Given exercise »
Recast the lines of the entries below as a Markdown table with the columns "No." and "Line," starting with the line that contains "of the silver" and going on through the end of the entries. Omit blank lines.

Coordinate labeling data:
## START
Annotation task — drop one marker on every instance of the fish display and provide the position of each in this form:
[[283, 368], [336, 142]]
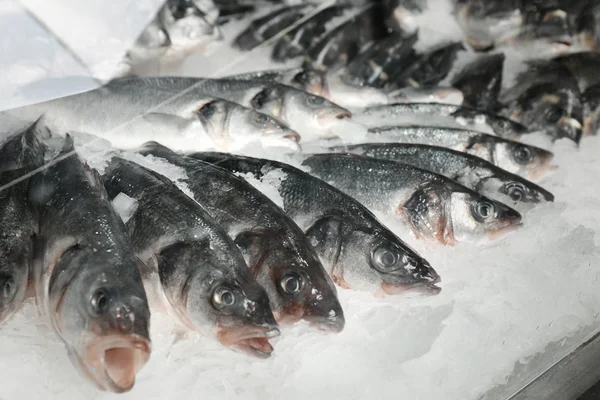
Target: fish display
[[201, 272], [86, 276], [357, 250]]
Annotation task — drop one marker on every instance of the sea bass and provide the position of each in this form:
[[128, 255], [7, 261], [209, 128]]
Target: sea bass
[[276, 250], [356, 249], [204, 278], [433, 206], [87, 279]]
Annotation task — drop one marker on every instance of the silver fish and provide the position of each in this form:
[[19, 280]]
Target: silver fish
## END
Answer below »
| No. | Line |
|---|---|
| 1 | Annotation task — drop one marker on every instance of the silver fish and provide the position of each in this form: |
| 2 | [[19, 280]] |
| 3 | Target: silver fish |